** Start DOCUMENT EXTRACT **

A Customs and Border Protection agent patrolling the U.S. side of a razor-wire-covered border wall east of Nogales, Ariz.
A Customs and Border Protection agent patrolling the U.S. side of a razor-wire-covered wall along the border with Mexico east of Nogales, Ariz.

(Associated Press )

President Biden’s plan to restart building of the border wall, evidenced by the recent seizure of a family’s property for construction, breaks his promise to voters and threatens to derail immigration reform by surrendering to nativists’ framing of the debate: conflating immigration with criminality and immigration enforcement with public safety.

The wall is a potent symbol, shaping the public imagination and stories we tell about the border. Former President Trump used it to stir up anti-immigrant sentiments; Democrats briefly used it to resist him. But now, many Democrats have reverted to their decades-long support for the wall.

** End DOCUMENT EXTRACT **
** Start DATA FOR THIS TASK **

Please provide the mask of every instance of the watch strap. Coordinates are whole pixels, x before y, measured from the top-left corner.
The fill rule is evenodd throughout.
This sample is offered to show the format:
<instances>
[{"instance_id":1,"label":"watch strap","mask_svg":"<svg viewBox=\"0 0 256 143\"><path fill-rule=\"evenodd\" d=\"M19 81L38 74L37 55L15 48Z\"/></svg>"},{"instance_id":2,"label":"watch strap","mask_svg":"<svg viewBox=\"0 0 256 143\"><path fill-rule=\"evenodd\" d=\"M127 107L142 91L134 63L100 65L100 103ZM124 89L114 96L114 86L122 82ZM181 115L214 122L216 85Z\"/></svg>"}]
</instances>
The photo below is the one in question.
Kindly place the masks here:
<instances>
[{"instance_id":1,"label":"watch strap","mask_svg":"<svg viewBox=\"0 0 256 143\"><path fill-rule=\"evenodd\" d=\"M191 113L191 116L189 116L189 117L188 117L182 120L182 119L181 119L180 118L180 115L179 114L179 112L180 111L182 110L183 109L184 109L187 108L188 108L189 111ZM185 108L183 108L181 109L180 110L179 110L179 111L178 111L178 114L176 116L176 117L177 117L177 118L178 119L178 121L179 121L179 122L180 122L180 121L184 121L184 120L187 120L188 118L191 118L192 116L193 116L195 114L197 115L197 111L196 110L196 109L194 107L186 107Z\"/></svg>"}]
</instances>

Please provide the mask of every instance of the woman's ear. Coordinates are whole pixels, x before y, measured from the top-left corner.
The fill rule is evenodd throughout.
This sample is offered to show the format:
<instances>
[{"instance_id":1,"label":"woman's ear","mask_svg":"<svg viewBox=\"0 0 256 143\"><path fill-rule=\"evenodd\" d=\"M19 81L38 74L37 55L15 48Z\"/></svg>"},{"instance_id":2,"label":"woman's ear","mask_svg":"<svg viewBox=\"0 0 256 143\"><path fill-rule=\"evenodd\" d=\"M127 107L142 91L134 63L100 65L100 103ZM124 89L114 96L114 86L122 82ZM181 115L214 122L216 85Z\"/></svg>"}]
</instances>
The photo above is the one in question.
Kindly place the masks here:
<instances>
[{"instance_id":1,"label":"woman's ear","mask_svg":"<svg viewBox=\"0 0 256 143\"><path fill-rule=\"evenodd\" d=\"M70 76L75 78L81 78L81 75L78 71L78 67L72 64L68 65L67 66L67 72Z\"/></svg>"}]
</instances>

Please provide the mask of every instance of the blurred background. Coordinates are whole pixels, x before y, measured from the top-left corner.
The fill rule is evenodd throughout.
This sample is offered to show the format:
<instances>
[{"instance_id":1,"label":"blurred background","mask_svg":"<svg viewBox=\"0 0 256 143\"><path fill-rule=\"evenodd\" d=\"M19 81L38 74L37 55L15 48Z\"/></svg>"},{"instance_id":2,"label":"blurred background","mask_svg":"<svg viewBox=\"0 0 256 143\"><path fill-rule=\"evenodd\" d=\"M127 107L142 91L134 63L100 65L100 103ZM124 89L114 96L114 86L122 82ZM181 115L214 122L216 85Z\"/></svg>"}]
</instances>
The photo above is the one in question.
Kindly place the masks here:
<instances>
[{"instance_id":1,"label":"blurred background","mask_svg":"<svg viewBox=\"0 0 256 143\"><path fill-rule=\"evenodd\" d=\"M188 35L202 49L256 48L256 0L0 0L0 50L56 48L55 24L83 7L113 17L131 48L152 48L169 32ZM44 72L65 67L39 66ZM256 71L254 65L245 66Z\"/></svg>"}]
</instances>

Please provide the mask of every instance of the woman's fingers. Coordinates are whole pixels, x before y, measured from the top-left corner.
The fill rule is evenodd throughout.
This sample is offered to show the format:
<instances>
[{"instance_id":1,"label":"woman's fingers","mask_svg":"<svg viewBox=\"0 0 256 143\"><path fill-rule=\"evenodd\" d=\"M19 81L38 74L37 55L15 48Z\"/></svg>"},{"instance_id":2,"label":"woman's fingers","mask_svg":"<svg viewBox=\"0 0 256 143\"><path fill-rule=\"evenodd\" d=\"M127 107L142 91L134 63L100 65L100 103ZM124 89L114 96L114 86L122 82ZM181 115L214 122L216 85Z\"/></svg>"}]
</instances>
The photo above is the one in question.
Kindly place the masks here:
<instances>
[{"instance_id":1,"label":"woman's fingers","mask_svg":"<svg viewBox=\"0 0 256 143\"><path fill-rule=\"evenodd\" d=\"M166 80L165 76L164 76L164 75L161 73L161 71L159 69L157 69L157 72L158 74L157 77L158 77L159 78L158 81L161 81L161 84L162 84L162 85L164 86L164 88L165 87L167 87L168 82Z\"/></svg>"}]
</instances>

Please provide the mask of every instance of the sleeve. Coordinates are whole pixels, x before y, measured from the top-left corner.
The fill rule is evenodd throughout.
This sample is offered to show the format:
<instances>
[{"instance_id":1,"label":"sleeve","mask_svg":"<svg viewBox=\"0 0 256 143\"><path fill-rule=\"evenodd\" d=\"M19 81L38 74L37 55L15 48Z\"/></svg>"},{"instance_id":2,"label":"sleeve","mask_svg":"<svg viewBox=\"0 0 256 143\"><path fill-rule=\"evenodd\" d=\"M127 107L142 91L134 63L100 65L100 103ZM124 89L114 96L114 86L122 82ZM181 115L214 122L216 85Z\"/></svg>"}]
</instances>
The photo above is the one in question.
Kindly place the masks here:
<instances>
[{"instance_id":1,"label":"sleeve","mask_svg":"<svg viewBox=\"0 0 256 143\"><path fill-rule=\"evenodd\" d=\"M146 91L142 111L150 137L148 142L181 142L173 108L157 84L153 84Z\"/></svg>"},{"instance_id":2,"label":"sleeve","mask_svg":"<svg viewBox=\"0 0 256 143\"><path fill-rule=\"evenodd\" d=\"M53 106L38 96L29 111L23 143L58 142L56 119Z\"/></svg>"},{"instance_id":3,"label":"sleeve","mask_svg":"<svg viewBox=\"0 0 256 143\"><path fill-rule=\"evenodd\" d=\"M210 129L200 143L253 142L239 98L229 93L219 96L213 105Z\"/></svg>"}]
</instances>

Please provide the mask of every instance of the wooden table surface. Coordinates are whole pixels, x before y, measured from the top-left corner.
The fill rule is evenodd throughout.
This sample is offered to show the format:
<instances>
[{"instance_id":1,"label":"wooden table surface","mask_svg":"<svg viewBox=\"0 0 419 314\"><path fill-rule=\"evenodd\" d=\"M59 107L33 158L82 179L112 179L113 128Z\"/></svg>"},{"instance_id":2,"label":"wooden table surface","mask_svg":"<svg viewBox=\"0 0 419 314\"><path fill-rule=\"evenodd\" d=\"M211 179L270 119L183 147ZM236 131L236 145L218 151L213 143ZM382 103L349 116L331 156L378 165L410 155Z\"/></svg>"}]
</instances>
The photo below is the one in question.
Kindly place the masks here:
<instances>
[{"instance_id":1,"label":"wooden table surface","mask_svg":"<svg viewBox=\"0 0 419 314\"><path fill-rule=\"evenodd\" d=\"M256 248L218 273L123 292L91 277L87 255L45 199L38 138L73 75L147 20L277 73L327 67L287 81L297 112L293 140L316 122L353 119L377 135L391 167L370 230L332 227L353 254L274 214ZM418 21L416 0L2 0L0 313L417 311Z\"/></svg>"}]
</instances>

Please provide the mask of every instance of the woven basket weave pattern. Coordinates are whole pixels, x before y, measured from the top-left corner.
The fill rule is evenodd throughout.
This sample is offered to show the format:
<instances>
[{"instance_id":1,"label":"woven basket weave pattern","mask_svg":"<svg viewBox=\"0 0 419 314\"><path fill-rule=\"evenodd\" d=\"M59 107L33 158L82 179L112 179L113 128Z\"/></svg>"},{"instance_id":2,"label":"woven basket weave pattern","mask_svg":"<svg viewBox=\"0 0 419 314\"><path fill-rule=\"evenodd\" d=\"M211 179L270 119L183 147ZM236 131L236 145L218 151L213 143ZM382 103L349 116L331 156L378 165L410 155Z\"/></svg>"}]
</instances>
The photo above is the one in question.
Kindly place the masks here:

** End DATA FOR THIS TASK **

→ **PROBLEMS AND TASKS**:
• 1. Convert the portion of the entries that begins with the line containing "Please provide the mask of every instance of the woven" and runs through the final line of the entries into a JSON list of strings, with one string per line and blank lines omitted.
• 2. Continue the commentary on President Biden's plan to resume border wall construction, beginning after its final sentence.

→ **RESPONSES PER TASK**:
• 1.
[
  "Please provide the mask of every instance of the woven basket weave pattern. Coordinates are whole pixels, x before y, measured from the top-left corner.",
  "The fill rule is evenodd throughout.",
  "This sample is offered to show the format:",
  "<instances>",
  "[{\"instance_id\":1,\"label\":\"woven basket weave pattern\",\"mask_svg\":\"<svg viewBox=\\\"0 0 419 314\\\"><path fill-rule=\\\"evenodd\\\" d=\\\"M59 107L33 158L82 179L112 179L113 128Z\\\"/></svg>\"},{\"instance_id\":2,\"label\":\"woven basket weave pattern\",\"mask_svg\":\"<svg viewBox=\\\"0 0 419 314\\\"><path fill-rule=\\\"evenodd\\\" d=\\\"M211 179L270 119L183 147ZM236 131L236 145L218 151L213 143ZM382 103L349 116L331 156L378 165L410 155Z\\\"/></svg>\"}]",
  "</instances>",
  "The photo above is the one in question.",
  "Kindly place the masks here:"
]

• 2.
When I was growing up in San Diego, regularly crossing the border into my father’s hometown of Tijuana to spend time with family, the Clinton administration erected a corrugated steel wall between the two cities, launching 1994’s “Operation Gatekeeper” and the modern era of border militarization. I was 6, and it transformed my relationship with my father’s country.

Border fencing, a response to that decade’s rampant demographic anxiety and billed as a national security tool, actually strengthened cartels by increasing their incentives and economic rewards, triggering turf wars and bloodshed in Tijuana. My uncles told of bodies dissolved in acid by a man named Santiago Meza López, who was known as El Pozolero. While I’d previously feared imaginary monsters like El Chupacabra and El Cucuy, my nightmares became haunted by real men.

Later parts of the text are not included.